→ BRIEF:
Copy the rows from the one containing "the limestone outcrop?" through the one containing "[3,3,797,73]", swapping "rocky ridgeline" for "rocky crest" and leaving everything else as it is.
• • •
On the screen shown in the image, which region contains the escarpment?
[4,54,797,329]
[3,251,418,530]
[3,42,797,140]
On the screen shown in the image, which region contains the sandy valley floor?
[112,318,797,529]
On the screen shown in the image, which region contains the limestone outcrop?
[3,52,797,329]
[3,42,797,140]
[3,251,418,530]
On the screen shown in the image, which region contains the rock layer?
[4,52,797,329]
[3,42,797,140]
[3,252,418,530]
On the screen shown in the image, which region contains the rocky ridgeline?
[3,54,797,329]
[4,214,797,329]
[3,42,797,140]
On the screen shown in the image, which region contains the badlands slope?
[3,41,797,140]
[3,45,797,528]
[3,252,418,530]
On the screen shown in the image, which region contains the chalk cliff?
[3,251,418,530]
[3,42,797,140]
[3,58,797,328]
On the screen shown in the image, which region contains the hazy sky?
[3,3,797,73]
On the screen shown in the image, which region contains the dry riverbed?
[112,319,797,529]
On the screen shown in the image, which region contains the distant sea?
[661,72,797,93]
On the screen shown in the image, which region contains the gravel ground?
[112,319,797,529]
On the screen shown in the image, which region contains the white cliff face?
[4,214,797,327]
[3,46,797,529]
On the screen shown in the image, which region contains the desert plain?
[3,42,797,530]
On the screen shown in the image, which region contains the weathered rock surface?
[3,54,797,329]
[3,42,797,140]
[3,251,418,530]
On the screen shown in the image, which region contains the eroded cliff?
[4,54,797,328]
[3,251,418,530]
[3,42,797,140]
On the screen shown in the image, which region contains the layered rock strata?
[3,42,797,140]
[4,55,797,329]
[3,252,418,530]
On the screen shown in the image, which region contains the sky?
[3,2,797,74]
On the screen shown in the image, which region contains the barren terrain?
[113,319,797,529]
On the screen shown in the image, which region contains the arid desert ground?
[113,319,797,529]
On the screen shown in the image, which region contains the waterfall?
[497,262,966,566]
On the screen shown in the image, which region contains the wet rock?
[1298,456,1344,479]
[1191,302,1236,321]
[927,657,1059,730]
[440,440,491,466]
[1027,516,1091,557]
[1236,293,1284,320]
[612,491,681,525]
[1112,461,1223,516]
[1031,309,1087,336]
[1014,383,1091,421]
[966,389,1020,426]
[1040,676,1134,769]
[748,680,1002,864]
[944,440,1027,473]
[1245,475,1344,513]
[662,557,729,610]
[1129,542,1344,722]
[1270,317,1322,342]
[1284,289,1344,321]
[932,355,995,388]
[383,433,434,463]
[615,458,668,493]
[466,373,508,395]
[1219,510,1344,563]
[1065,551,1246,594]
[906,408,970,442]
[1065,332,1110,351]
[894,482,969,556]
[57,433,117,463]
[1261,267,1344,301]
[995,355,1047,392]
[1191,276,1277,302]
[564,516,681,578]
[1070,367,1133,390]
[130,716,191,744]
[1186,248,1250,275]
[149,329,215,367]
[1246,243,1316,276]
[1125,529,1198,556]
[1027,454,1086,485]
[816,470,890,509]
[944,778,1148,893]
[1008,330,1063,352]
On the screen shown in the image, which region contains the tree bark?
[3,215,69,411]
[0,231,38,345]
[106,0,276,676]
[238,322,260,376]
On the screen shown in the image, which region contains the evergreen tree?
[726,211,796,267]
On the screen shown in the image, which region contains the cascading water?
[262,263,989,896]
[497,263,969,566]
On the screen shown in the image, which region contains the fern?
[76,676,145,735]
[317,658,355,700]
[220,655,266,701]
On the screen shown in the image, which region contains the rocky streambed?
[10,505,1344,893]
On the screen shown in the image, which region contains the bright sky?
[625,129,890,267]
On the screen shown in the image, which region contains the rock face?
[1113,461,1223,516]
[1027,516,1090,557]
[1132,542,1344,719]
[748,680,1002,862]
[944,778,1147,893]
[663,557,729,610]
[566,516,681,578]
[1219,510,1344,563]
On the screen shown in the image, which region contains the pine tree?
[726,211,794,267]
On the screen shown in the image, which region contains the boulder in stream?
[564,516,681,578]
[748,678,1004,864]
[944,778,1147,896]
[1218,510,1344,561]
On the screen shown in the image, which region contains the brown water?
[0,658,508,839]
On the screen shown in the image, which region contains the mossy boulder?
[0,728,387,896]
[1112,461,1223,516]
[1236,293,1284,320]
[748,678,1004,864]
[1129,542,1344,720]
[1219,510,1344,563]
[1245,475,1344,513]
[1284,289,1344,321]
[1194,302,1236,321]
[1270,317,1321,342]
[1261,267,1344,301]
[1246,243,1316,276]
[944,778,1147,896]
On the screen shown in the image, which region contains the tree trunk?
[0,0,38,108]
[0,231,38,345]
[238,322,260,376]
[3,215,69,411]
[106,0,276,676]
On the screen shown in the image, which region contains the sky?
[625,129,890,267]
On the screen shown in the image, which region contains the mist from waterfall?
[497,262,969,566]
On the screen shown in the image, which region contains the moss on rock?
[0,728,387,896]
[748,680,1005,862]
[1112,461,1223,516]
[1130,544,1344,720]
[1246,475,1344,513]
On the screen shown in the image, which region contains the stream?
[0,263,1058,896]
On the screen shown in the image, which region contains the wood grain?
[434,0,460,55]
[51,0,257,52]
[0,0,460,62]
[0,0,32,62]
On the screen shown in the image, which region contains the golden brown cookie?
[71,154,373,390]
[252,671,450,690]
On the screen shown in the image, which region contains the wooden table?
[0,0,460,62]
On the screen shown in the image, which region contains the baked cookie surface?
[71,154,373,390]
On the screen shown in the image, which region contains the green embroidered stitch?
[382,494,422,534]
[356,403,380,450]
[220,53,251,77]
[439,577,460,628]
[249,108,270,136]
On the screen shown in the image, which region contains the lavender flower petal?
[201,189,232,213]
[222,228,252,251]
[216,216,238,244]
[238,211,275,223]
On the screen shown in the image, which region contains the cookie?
• • •
→ RESULT FOR THIS EXERCISE:
On the screen shown in the image, which region contains the limestone outcrop?
[3,52,797,329]
[3,42,797,140]
[3,251,418,530]
On the screen shown in the image, which region contains the rock layer?
[4,52,797,329]
[3,42,797,140]
[3,252,418,530]
On the screen shown in the image, which region contains the rocky crest?
[3,54,797,329]
[4,214,797,329]
[3,42,797,140]
On the screen shown in the image, which region contains the badlands slope?
[3,41,797,140]
[3,45,797,528]
[3,252,418,530]
On the screen shown in the image, which region contains the chalk cliff?
[3,251,418,530]
[3,42,797,140]
[3,58,797,328]
On the screen shown in the image, which region contains the hazy sky?
[3,3,797,73]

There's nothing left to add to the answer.